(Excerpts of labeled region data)
* * *

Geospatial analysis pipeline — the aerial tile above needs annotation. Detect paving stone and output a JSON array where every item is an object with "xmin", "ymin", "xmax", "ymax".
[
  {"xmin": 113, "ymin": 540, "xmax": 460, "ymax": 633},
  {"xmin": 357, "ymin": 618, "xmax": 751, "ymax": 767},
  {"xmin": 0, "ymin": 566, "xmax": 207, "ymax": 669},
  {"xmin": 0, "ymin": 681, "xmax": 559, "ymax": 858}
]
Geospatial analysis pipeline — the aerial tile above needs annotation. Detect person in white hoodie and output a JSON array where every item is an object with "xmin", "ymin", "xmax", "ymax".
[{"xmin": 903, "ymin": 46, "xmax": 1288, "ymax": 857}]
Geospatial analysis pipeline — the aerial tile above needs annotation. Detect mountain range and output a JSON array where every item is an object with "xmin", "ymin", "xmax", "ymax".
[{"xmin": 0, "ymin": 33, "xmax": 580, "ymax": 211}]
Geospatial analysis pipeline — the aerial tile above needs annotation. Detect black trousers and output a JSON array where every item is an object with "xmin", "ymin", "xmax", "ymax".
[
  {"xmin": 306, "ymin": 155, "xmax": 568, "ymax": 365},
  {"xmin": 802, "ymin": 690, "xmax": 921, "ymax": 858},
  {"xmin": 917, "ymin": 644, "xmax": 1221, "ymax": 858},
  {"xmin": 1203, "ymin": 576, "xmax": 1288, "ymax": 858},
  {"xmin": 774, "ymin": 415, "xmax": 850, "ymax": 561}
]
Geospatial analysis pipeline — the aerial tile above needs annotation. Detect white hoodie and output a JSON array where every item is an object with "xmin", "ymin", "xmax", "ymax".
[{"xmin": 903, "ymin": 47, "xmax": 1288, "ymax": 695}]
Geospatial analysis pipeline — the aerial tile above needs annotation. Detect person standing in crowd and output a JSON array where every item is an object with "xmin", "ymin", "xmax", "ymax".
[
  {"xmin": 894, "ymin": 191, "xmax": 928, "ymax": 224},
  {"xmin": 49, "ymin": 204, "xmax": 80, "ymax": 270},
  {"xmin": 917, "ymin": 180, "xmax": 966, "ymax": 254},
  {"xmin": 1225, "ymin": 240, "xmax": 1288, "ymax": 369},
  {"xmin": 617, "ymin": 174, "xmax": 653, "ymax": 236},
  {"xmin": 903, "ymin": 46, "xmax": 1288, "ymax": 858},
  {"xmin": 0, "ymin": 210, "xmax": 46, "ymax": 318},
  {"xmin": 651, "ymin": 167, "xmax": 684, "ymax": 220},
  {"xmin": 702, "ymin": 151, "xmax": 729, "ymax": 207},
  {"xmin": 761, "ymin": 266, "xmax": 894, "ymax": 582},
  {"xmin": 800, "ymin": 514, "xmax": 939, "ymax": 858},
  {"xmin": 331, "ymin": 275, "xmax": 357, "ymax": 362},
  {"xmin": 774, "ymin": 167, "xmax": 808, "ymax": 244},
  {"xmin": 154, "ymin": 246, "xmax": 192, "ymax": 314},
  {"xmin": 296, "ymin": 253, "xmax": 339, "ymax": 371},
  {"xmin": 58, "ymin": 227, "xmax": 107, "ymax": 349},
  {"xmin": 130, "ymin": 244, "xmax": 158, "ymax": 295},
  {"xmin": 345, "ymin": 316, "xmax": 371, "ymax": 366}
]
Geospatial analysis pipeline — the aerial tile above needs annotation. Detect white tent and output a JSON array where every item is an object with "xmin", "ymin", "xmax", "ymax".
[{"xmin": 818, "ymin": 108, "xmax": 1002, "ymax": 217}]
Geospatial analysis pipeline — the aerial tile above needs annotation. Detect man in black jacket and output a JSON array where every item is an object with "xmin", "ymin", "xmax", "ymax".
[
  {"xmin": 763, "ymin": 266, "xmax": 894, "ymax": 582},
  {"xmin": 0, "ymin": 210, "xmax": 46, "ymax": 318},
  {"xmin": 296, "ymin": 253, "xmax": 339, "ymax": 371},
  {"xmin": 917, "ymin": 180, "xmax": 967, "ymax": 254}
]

* * *

* [GOAL]: Extract every line of the records above that contains the word "stone".

* [REPLY]:
Geospatial analysis pipeline — the aerial tile above needs annotation. Detect paving stone and output a JSON array where every item is an object with "xmin", "ymin", "xmax", "ymax".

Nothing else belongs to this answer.